(What you have to do) Write out word for word each line from the one containing "Task: where can the wildflower" through the close of the listing, including both ends. Pictures do not belong in the copy.

(Entries)
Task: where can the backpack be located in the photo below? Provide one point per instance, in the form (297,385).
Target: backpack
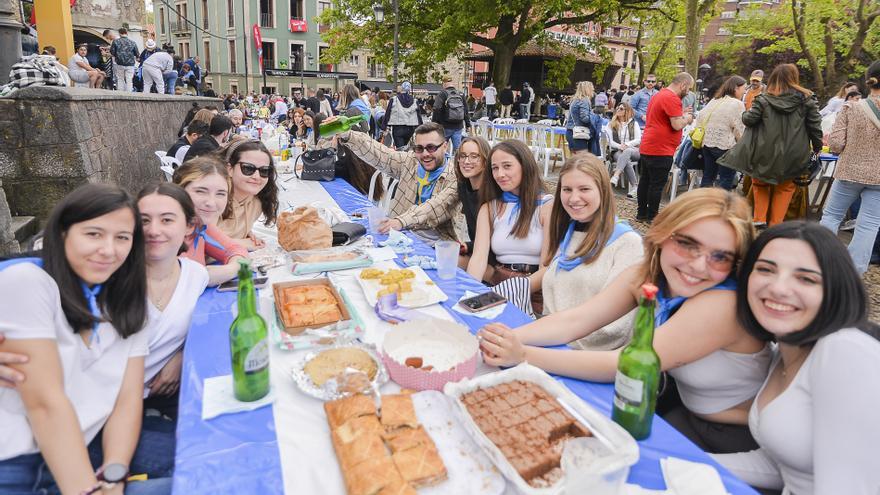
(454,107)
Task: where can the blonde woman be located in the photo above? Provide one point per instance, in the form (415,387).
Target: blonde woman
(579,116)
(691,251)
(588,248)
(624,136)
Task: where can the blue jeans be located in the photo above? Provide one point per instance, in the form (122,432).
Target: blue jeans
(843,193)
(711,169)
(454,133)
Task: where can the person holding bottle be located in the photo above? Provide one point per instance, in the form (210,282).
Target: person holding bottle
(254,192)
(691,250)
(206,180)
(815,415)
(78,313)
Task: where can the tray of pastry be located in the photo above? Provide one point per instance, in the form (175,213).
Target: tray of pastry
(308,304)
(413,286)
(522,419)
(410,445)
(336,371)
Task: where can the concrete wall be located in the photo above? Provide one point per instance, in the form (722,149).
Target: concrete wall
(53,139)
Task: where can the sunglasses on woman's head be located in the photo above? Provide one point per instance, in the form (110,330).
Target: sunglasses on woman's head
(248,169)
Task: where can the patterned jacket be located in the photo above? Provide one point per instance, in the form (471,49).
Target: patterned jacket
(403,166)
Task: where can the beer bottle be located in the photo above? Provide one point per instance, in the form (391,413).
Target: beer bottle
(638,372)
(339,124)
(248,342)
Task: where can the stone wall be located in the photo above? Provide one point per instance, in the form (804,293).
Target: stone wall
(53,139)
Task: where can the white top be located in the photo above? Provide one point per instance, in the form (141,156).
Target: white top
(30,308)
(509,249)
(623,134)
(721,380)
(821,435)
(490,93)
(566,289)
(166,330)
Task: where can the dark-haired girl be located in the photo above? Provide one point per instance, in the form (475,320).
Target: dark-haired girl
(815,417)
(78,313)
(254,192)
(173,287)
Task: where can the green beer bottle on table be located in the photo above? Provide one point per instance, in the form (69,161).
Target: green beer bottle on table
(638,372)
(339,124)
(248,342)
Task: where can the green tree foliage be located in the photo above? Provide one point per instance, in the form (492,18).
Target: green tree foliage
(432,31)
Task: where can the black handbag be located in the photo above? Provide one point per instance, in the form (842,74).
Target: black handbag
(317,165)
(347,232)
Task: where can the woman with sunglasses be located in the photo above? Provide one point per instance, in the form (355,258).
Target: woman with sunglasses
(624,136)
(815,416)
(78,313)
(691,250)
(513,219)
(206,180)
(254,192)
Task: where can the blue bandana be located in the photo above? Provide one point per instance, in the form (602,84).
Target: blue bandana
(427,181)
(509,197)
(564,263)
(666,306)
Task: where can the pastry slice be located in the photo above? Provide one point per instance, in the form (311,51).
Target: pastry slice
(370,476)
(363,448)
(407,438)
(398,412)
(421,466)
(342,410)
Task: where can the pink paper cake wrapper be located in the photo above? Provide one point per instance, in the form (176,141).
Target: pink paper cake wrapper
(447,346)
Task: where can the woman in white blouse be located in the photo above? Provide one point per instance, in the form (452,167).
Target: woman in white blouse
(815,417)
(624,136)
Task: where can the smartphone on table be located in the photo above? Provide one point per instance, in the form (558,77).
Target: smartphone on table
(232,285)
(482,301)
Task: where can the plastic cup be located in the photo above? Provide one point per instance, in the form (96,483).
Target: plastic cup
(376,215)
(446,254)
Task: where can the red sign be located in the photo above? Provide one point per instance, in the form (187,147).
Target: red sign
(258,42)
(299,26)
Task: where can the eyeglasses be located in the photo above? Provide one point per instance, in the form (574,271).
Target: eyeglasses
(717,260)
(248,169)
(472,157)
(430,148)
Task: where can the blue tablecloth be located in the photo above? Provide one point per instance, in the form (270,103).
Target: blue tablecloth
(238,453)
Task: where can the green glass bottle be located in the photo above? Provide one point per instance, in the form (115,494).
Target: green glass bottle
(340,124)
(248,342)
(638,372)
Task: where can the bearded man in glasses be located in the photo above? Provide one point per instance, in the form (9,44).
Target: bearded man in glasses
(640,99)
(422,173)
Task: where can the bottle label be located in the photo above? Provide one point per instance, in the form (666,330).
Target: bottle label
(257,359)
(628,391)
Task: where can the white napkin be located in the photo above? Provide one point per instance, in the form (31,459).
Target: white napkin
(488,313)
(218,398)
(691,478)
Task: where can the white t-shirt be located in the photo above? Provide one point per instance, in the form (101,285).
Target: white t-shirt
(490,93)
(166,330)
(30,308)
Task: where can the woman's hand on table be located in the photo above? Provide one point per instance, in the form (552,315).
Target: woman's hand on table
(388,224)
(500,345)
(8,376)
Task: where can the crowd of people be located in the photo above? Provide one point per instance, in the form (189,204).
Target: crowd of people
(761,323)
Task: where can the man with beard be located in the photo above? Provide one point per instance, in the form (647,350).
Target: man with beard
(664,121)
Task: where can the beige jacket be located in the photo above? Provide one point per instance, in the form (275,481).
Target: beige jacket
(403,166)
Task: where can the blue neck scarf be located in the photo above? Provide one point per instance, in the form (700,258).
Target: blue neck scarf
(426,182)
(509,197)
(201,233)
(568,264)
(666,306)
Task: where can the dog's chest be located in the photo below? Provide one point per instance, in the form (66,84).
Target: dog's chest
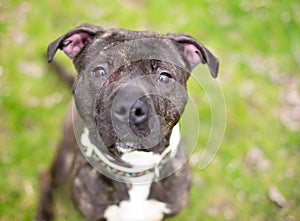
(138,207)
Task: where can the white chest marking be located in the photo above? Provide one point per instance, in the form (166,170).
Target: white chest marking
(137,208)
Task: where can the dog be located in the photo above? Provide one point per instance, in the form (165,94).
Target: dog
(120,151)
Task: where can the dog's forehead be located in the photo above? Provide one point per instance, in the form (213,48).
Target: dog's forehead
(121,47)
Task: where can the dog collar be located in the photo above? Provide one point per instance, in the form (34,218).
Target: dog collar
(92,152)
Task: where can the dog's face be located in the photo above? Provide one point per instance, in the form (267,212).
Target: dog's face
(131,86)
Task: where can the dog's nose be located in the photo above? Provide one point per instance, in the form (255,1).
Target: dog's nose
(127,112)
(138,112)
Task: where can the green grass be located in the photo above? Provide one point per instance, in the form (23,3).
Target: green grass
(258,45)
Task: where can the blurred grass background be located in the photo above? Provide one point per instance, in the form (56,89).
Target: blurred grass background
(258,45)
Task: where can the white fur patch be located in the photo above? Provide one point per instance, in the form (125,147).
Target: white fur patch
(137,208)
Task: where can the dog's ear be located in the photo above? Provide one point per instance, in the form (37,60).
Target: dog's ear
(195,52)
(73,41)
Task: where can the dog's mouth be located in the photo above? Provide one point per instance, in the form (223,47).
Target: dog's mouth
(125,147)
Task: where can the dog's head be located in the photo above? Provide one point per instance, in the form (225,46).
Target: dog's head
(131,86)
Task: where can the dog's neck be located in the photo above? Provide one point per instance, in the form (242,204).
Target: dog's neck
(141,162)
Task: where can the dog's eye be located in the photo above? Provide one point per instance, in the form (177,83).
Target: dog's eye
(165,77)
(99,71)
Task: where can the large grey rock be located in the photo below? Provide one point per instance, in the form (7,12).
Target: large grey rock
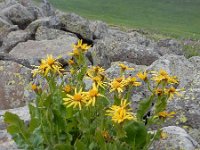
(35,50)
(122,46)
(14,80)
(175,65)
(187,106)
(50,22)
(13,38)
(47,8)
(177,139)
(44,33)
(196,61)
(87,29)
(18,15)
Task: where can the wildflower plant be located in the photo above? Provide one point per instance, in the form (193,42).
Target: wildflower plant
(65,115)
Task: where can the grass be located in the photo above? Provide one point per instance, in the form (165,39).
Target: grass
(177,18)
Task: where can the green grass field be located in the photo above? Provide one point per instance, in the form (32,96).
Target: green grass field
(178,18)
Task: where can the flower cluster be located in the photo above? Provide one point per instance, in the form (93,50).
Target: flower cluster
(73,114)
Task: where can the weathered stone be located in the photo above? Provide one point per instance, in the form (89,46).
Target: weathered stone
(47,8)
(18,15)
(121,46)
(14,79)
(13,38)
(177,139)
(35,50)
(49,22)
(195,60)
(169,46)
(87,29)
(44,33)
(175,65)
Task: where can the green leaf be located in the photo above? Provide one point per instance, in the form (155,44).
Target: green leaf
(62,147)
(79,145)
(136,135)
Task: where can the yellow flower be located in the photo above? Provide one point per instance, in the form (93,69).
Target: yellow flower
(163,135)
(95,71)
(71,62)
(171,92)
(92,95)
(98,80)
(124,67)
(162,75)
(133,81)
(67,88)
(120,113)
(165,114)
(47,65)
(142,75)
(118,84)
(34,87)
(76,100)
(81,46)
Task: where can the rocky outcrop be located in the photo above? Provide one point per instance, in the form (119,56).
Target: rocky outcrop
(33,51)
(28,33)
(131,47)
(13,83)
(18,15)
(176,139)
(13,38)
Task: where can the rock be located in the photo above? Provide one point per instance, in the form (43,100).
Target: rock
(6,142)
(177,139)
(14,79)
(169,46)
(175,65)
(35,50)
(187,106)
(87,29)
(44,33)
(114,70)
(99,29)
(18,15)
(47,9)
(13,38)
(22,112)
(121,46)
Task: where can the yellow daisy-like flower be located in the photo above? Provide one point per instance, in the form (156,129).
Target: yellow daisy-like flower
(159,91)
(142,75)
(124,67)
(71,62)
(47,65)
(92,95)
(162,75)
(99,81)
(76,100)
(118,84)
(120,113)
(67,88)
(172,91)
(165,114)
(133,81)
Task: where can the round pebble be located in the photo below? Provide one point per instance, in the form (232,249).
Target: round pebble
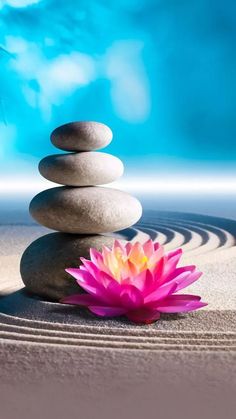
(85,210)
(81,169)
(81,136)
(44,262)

(Output below)
Task: where can the wildflower plant be located in the photo above? Provide one point per instance, in the form (193,42).
Target: wildflower plant
(65,115)
Task: where can the grass be located in the photo above? Provide one point per instance, in the form (165,39).
Target: grass
(177,18)
Task: where can the green grass field be located in the photo above? Provide one point per instance, in the form (32,96).
Target: green grass field
(178,18)
Task: where can the flower cluster be located in the photo above? Provide one point per instance, in the form (93,50).
Target: flower cluster
(73,114)
Task: where can the weathered stone be located in the photo above? Provide one point per instance, in the form (89,46).
Target: weathered stone
(47,8)
(18,15)
(121,46)
(14,79)
(13,38)
(177,139)
(35,50)
(49,22)
(195,60)
(169,46)
(87,29)
(44,33)
(175,65)
Task: where can the green leaf be located in the photo above? Provide one point per instance, in the form (155,44).
Target: green leaf
(62,147)
(79,145)
(136,135)
Task: where can the yellow flower be located in the photo above? Provide one point per instance, in the form (93,69).
Target: yellow flower
(163,135)
(95,71)
(71,62)
(171,92)
(92,95)
(98,80)
(124,67)
(162,75)
(133,81)
(67,88)
(120,113)
(165,114)
(47,65)
(142,75)
(118,84)
(34,87)
(76,100)
(81,46)
Task: where can the rocky outcrop be located in the photo above? Provide one point per instance, in the form (119,56).
Target: rocky outcrop
(33,51)
(28,33)
(131,47)
(13,83)
(18,15)
(176,139)
(13,38)
Task: where can the rock be located in the photo above? Provide one point per instance, in the form (43,100).
Target: rock
(6,142)
(177,139)
(14,79)
(169,46)
(175,65)
(35,50)
(187,106)
(87,29)
(44,33)
(114,70)
(99,29)
(18,15)
(47,9)
(13,38)
(22,112)
(121,46)
Task: where can the yellow daisy-like flower be located in the photo above? Provide one point per instance, in the form (156,129).
Target: yellow daisy-like flower
(159,91)
(142,75)
(124,67)
(71,62)
(47,65)
(92,95)
(162,75)
(99,81)
(76,100)
(118,84)
(120,113)
(67,88)
(172,91)
(165,114)
(133,81)
Task: where can the round pebble be located in the photo below? Provide one point per instance, in the form (232,249).
Target: round pebble
(85,210)
(81,169)
(81,136)
(44,262)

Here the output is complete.